What you should do :: Rewrite the passage of the basketball player profile starting with "Player Profile" and going on through "working at HSBC.", using "retire" in place of "call it quits".

Reading text ::
·····

Wesley Olan Gonzales (born July 27, 1980 in Manila, Philippines) is a Filipino former professional basketball player. Gonzales last played for the Barako Bull Energy Cola before retiring after a stellar college career and a 10-year stint in the PBA.

Player Profile
At 6-foot-5, Gonzales played for the 2002 UAAP championship squad of the Ateneo de Manila University Blue Eagles, and was named co-Finals MVP, along with teammate Larry Fonacier. He was drafted 9th overall in the 2004 PBA draft by the FedEx Express. In 2006, he was traded to the San Miguel Beermen and in late 2009 he became a player of the Coca-Cola Tigers before eventually going back to Air21. On May 16, 2011, the Alaska Aces moved to shore up a critical weakness and strengthened their guard corps by acquiring Wesley in exchange for their 2010 PBA draft 4th pick overall, Elmer Espiritu.  After his stint with Barako Bull in 2014, he decided to call it quits and is now working at HSBC.

·····

(Extracted records)
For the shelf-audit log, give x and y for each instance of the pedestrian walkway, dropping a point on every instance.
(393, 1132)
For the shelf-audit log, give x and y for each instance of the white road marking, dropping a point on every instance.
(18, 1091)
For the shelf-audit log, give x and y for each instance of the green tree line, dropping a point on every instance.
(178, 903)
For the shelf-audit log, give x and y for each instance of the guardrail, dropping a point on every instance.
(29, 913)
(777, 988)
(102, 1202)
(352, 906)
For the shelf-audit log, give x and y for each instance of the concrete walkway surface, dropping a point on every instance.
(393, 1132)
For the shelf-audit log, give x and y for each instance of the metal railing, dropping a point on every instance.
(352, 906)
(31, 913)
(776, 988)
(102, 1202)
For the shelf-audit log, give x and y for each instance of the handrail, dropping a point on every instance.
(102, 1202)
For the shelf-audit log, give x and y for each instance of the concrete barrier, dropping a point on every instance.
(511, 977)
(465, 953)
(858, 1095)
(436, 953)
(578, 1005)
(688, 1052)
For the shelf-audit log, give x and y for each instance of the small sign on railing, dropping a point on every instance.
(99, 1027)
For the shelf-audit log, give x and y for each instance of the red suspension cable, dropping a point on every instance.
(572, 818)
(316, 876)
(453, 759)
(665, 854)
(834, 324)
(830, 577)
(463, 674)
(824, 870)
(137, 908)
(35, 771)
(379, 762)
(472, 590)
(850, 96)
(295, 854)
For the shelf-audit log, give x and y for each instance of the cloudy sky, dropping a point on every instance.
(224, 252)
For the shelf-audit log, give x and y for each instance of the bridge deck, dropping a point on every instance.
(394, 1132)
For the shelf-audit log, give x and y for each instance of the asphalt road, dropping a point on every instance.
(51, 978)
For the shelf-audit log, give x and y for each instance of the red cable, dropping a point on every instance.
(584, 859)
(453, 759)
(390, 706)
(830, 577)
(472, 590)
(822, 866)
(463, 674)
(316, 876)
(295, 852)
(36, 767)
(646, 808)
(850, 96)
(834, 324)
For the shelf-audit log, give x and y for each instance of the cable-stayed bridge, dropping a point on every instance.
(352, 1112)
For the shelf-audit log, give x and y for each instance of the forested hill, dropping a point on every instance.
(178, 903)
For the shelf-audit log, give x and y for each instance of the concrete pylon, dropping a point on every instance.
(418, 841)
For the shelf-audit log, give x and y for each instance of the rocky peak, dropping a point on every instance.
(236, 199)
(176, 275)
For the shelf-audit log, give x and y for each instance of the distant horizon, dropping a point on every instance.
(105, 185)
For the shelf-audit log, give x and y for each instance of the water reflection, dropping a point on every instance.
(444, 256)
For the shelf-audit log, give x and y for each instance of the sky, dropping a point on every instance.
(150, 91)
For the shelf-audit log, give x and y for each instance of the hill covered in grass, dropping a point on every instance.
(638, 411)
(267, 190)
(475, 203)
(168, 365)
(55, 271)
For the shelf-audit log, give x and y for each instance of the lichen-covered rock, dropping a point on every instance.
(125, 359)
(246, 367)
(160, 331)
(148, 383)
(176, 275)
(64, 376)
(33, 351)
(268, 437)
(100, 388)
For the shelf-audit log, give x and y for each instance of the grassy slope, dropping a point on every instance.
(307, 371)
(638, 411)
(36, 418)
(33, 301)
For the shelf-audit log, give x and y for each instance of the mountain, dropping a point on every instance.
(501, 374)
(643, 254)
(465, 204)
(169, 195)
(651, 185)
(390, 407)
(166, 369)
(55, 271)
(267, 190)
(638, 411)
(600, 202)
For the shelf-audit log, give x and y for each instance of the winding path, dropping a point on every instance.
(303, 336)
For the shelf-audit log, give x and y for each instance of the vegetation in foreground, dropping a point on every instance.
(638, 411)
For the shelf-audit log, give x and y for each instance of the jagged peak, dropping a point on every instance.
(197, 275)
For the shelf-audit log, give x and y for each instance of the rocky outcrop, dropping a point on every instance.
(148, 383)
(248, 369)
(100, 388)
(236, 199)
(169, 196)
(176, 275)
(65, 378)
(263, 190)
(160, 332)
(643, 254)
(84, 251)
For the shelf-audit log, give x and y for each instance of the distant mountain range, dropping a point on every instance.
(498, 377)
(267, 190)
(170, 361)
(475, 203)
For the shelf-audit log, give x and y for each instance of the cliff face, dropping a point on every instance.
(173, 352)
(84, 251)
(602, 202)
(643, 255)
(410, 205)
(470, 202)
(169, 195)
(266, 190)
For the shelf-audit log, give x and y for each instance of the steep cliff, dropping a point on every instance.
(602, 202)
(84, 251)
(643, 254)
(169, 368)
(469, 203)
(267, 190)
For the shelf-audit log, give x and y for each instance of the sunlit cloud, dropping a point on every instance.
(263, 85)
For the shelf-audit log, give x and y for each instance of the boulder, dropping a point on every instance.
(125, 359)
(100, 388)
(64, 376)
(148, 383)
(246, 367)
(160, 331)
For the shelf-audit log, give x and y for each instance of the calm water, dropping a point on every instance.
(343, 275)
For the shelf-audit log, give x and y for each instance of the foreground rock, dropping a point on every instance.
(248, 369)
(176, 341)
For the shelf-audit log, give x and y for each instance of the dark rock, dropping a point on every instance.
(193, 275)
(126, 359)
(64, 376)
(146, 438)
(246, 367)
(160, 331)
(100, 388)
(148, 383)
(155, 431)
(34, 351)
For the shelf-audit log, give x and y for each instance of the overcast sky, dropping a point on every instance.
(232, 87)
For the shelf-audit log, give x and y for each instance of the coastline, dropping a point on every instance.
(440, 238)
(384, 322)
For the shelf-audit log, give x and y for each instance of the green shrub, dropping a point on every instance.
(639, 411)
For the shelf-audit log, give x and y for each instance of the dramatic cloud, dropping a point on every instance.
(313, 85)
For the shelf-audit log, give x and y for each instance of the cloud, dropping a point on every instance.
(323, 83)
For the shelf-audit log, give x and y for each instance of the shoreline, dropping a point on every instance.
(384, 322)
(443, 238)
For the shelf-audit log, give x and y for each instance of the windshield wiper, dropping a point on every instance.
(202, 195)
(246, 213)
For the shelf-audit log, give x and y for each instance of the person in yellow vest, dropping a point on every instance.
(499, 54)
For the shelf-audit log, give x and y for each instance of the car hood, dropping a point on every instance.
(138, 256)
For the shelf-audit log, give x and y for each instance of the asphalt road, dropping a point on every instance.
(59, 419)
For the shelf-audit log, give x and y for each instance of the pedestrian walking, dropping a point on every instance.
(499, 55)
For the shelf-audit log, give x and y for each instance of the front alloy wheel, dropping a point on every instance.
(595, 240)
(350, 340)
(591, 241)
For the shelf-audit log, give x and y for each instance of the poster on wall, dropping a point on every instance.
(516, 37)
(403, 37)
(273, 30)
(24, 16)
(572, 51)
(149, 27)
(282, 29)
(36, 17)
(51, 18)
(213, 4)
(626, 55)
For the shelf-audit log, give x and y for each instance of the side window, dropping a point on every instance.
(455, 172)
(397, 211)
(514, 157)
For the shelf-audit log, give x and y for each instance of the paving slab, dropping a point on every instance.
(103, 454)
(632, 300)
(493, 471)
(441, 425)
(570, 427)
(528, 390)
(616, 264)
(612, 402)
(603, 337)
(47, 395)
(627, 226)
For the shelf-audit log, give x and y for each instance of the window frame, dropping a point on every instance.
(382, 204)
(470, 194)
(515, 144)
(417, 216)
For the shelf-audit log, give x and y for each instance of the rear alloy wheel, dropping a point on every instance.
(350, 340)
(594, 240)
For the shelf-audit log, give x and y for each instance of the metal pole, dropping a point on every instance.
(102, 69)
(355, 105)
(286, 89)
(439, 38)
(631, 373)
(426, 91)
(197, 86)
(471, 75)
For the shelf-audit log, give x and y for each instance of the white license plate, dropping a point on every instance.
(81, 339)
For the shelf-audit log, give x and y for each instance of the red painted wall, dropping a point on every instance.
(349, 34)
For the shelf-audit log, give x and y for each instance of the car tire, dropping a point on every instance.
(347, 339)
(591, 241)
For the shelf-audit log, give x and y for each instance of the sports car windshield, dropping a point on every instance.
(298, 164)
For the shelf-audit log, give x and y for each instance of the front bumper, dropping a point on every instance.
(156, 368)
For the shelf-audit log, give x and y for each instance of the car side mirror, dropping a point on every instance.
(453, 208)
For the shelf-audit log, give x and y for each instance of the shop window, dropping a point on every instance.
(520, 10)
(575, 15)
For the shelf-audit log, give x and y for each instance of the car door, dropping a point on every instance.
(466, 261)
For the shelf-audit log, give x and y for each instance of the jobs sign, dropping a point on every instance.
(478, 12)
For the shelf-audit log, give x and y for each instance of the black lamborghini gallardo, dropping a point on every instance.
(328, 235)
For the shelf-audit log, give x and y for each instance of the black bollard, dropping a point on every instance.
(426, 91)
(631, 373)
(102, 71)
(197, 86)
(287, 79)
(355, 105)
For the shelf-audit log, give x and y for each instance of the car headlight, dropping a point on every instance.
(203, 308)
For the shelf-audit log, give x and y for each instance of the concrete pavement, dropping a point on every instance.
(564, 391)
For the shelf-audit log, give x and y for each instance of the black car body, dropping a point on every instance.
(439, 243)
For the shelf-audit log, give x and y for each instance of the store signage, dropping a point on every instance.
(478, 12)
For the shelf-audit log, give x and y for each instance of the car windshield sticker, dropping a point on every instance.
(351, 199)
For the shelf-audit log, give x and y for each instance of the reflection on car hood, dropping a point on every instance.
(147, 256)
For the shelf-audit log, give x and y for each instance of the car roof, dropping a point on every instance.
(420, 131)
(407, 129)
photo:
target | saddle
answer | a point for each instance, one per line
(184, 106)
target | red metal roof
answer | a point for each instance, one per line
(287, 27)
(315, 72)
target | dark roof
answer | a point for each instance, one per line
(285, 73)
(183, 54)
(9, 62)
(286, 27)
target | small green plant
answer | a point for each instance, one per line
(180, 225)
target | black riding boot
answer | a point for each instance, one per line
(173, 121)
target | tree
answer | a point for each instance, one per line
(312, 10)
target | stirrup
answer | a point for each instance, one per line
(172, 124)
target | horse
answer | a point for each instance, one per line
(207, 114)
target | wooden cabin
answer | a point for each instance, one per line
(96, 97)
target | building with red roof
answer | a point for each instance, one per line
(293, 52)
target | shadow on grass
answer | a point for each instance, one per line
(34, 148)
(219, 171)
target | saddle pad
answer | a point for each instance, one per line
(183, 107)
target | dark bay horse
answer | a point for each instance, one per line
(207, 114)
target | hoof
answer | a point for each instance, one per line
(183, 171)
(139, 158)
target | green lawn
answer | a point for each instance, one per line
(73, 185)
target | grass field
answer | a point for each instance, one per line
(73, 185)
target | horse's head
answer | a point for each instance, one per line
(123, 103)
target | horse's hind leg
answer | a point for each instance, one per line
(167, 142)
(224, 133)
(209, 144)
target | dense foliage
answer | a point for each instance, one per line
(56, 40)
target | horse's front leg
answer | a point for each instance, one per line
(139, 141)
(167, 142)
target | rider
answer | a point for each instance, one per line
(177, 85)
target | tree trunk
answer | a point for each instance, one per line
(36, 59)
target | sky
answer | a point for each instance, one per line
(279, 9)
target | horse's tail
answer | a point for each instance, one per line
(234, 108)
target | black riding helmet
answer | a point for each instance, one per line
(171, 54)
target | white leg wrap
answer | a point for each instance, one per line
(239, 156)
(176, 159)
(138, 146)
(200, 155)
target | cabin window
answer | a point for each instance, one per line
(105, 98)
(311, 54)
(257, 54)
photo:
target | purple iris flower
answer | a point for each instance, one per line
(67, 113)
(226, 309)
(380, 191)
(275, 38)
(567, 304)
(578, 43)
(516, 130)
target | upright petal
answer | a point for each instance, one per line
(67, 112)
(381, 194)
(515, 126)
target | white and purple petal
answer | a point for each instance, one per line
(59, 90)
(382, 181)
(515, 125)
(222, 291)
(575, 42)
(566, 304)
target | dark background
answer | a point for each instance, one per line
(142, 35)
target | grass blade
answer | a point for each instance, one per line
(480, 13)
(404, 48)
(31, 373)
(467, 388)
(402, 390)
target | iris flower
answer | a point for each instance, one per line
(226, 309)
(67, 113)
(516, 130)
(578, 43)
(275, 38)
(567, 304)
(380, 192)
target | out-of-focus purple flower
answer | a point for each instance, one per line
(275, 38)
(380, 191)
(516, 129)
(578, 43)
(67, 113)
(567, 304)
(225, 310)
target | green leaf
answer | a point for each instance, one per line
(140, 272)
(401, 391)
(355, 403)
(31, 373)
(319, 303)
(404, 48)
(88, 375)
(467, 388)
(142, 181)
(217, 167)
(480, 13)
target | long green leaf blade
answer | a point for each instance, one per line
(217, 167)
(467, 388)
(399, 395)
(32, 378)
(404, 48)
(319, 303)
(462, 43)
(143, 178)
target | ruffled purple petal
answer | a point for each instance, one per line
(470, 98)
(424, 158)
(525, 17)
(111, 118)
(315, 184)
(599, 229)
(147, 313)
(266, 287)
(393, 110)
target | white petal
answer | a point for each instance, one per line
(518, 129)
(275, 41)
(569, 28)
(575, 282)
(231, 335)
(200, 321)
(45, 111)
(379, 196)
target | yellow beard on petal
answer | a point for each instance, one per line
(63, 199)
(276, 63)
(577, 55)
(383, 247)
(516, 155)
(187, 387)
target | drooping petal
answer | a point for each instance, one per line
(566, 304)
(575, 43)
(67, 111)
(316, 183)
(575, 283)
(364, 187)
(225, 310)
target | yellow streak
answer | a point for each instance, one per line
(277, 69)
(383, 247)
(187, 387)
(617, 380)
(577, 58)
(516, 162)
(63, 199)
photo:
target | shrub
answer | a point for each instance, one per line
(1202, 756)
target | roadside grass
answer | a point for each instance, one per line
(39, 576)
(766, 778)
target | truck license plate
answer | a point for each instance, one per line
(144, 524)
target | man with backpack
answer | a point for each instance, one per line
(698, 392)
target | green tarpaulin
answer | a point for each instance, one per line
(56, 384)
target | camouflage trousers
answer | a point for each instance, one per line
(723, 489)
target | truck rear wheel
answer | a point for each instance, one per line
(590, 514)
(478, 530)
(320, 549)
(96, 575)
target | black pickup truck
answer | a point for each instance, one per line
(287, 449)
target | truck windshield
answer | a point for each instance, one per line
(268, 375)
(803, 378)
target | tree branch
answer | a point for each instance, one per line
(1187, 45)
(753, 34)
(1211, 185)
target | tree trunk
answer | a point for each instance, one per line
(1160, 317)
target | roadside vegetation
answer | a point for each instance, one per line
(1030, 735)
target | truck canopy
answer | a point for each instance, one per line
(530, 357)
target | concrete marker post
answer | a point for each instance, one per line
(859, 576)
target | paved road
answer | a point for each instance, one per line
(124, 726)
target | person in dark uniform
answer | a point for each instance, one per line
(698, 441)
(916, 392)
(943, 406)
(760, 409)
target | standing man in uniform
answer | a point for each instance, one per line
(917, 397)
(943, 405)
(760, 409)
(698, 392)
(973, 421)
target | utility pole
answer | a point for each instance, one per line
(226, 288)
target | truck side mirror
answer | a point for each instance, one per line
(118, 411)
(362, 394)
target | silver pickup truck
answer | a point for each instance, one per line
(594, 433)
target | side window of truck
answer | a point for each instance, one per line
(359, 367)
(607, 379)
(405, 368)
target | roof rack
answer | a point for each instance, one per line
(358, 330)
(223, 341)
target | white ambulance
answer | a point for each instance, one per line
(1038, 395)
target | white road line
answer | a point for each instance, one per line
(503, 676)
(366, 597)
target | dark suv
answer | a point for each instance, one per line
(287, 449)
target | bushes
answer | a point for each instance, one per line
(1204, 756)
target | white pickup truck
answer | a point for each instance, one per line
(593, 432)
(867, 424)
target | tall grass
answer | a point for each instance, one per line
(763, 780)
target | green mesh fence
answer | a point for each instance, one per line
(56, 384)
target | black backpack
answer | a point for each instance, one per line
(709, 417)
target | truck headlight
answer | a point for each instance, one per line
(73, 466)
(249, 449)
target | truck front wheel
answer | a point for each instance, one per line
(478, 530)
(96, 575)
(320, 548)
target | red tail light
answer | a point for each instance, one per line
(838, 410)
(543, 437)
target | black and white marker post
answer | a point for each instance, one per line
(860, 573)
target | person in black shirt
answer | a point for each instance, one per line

·····

Response to the exercise ::
Player Profile
At 6-foot-5, Gonzales played for the 2002 UAAP championship squad of the Ateneo de Manila University Blue Eagles, and was named co-Finals MVP, along with teammate Larry Fonacier. He was drafted 9th overall in the 2004 PBA draft by the FedEx Express. In 2006, he was traded to the San Miguel Beermen and in late 2009 he became a player of the Coca-Cola Tigers before eventually going back to Air21. On May 16, 2011, the Alaska Aces moved to shore up a critical weakness and strengthened their guard corps by acquiring Wesley in exchange for their 2010 PBA draft 4th pick overall, Elmer Espiritu.  After his stint with Barako Bull in 2014, he decided to retire and is now working at HSBC.